文章:
PG_插件-pg_hint_plan

目录

概念

编译安装

验证

支持的hint参数

实战

 

概念

  pg_hint_plan是一款插件,类似于oracle的hint;用于选择特定的执行计划,进行SQL调优。

编译安装

本文以pg_hint_plan-REL10_1_3_3.tar.gz+pg10.6为例;

#解压

tar xf  pg_hint_plan-REL10_1_3_3.tar.gz

chown -R postgres:postgres pg_hint_plan-REL10_1_3_3

#编译安装

su – postgres

export PATH=/opt/pgsql/bin:$PATH

cd pg_hint_plan-REL10_1_3_3

gmake clean

gmake

gmake install

#编译后日志

/usr/bin/mkdir -p '/opt/pgsql/share/extension'

/usr/bin/mkdir -p '/opt/pgsql/share/extension'

/usr/bin/mkdir -p '/opt/pgsql/lib'

/usr/bin/install -c -m 644 .//pg_hint_plan.control '/opt/pgsql/share/extension/'

/usr/bin/install -c -m 644 .//pg_hint_plan--*.sql  '/opt/pgsql/share/extension/'

/usr/bin/install -c -m 755  pg_hint_plan.so '/opt/pgsql/lib/'

#修改配置,创建插件

在postgresql.conf的shared_preload_libraries配置项加入pg_hint_plan

shared_preload_libraries = 'pg_stat_statements,pg_jieba,rum,pg_pathman,pg_bigm,pg_hint_plan'

#重启PG

/opt/pgsql/bin/pg_ctl -D /pgsql/data_10 restart

#登陆PG,创建插件

postgres=# create extension pg_hint_plan ;

CREATE EXTENSION

 

验证

#建表造数据

create table test11(id int);

insert into test11 select * from generate_series(1,10);

create index idx_test11 on test11 (id);

#验证

postgres=# explain select * from test11 where id=1;

                      QUERY PLAN                      

------------------------------------------------------

 Seq Scan on test11  (cost=0.00..1.12 rows=1 width=4)

   Filter: (id = 1)

使用hint:

postgres=# /*+ IndexScan(test11) */ explain select * from test11 where id=1;

                               QUERY PLAN                                

-------------------------------------------------------------------------

 Index Scan using idx_test11 on test11  (cost=0.14..8.15 rows=1 width=4)

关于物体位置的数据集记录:
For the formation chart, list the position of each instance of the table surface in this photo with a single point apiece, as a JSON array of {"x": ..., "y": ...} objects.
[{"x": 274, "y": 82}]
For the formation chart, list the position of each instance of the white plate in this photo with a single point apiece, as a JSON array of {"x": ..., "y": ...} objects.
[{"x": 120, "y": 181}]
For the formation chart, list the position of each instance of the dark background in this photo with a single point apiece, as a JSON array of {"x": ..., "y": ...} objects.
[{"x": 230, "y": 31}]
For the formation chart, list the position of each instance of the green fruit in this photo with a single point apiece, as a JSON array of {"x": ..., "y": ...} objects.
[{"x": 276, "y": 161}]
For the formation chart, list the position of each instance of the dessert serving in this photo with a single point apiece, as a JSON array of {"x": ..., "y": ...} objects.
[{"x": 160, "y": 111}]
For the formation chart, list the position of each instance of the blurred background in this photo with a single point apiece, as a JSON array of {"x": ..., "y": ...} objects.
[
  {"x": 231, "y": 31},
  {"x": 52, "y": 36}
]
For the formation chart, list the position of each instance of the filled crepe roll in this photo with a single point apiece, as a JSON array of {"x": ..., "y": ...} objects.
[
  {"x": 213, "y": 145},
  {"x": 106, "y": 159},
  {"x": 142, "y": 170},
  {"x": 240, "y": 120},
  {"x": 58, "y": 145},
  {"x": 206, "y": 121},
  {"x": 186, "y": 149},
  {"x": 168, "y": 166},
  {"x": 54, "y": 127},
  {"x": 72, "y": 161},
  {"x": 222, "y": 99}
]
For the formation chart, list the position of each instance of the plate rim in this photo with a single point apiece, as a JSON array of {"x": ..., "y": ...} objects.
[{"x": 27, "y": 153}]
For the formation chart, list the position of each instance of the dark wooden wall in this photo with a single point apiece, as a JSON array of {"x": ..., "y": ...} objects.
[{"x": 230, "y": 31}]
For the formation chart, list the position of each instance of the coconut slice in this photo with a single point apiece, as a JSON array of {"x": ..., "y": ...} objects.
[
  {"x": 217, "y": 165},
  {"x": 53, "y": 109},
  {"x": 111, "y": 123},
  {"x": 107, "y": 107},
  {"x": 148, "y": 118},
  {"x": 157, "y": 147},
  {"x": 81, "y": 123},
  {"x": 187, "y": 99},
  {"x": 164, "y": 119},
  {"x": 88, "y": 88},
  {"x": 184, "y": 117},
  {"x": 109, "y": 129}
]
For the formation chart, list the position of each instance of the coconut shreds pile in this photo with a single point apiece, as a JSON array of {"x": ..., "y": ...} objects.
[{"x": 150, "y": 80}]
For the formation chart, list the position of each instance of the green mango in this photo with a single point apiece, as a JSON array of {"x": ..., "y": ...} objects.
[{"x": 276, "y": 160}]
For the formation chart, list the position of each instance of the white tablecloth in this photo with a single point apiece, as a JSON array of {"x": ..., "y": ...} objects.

任务目标: 能把pg_hint_plan那篇文章中从“insert into test11”到“test11  (cost=0.00..1.12 rows=1 width=4)”（首尾都算在内）的部分一字不改地打印出来吗？

解答:
insert into test11 select * from generate_series(1,10);

create index idx_test11 on test11 (id);

#验证

postgres=# explain select * from test11 where id=1;

                      QUERY PLAN                      

------------------------------------------------------

 Seq Scan on test11  (cost=0.00..1.12 rows=1 width=4)